Records for this task:
[Start of section]
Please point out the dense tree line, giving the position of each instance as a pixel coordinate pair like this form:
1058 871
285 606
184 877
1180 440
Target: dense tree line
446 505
[End of section]
Required work: Reproduce the complete data exactly as presented above.

Written response:
Please point out the dense tree line, giving the position of each instance as a pixel coordinate pair like this form:
1058 871
285 606
184 877
1180 440
Target: dense tree line
446 505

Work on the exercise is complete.